Routine use of a SILASTIC spring-loaded silo for infants with gastroschisis: a multicenter randomized controlled trial

Background

Retrospective studies have suggested that routine use of a preformed silo for infants with gastroschisis may be associated with improved outcomes. We performed a prospective multicenter randomized controlled trial to test this hypothesis.

Methods

Eligible infants were randomized to (1) routine bedside placement of a preformed Silastic spring-loaded silo, with gradual reduction and elective abdominal wall closure, or (2) primary closure.

Results

There were 27 infants in each group. There was no significant difference between groups with respect to age, weight, sex, Apgar scores, prenatal diagnosis, or mode of delivery. The total number of days on the ventilator was lower in the spring-loaded silo group, although it did not reach statistical significance (3.2 vs 5.3, P = .07). There was no significant difference between groups with respect to length of time on total parenteral nutrition, length of stay, or incidence of sepsis and necrotizing enterocolitis.

Conclusion

Routine use of a preformed silo was associated with similar outcomes to primary closure for infants with gastroschisis but with a strong trend toward fewer days on the ventilator. Use of a preformed silo has the advantage of permitting definitive abdominal wall closure in a more elective setting.

* **PROMPT 1**
In the gastroschisis trial abstract, why did the authors run a prospective multicenter randomized controlled trial? Answer in one to three sentences.
* **PROMPT 2**
Set down, word for word, the part of the gastroschisis abstract that opens with the words containing "There were 27" and closes with "and necrotizing enterocolitis.".
The data below are separate material, unrelated to the abstract.

Referring expression pointing data
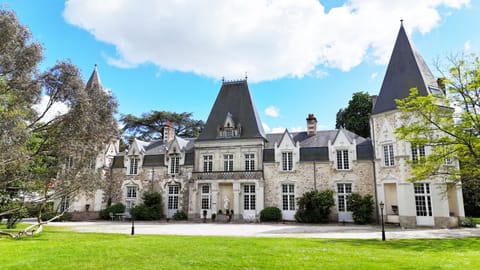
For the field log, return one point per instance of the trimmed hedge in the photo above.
(270, 214)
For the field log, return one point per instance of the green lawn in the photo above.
(59, 249)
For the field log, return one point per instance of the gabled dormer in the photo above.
(229, 129)
(287, 152)
(342, 150)
(134, 156)
(233, 115)
(175, 155)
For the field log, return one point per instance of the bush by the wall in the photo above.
(150, 209)
(361, 207)
(116, 208)
(180, 215)
(270, 214)
(469, 223)
(315, 206)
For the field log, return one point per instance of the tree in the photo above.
(46, 159)
(448, 123)
(356, 117)
(315, 206)
(150, 125)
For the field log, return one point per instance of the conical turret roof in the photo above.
(406, 70)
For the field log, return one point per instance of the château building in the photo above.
(235, 165)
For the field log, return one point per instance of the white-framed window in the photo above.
(131, 197)
(92, 163)
(388, 157)
(287, 161)
(133, 169)
(205, 197)
(423, 202)
(418, 153)
(249, 162)
(69, 162)
(343, 192)
(249, 197)
(64, 204)
(228, 163)
(207, 163)
(342, 160)
(288, 197)
(174, 164)
(173, 191)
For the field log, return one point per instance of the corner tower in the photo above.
(409, 204)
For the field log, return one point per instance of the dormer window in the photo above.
(229, 129)
(342, 160)
(133, 169)
(174, 164)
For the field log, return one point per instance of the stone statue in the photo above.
(226, 203)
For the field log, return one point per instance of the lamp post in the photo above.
(133, 220)
(383, 224)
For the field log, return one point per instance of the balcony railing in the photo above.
(227, 175)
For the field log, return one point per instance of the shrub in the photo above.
(314, 206)
(180, 215)
(114, 208)
(469, 223)
(361, 207)
(270, 214)
(150, 209)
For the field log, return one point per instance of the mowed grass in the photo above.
(56, 248)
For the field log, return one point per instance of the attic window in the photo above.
(435, 90)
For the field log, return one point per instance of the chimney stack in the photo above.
(311, 124)
(168, 132)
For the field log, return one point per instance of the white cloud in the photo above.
(467, 45)
(268, 39)
(56, 110)
(272, 111)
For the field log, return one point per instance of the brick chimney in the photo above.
(168, 132)
(311, 124)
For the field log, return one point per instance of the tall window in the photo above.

* **WRITTEN RESPONSE 1**
Retrospective studies had suggested that routinely using a preformed silo for infants with gastroschisis might be associated with improved outcomes. The authors performed the prospective multicenter randomized controlled trial to test that hypothesis.

* **WRITTEN RESPONSE 2**
There were 27 infants in each group. There was no significant difference between groups with respect to age, weight, sex, Apgar scores, prenatal diagnosis, or mode of delivery. The total number of days on the ventilator was lower in the spring-loaded silo group, although it did not reach statistical significance (3.2 vs 5.3, P = .07). There was no significant difference between groups with respect to length of time on total parenteral nutrition, length of stay, or incidence of sepsis and necrotizing enterocolitis.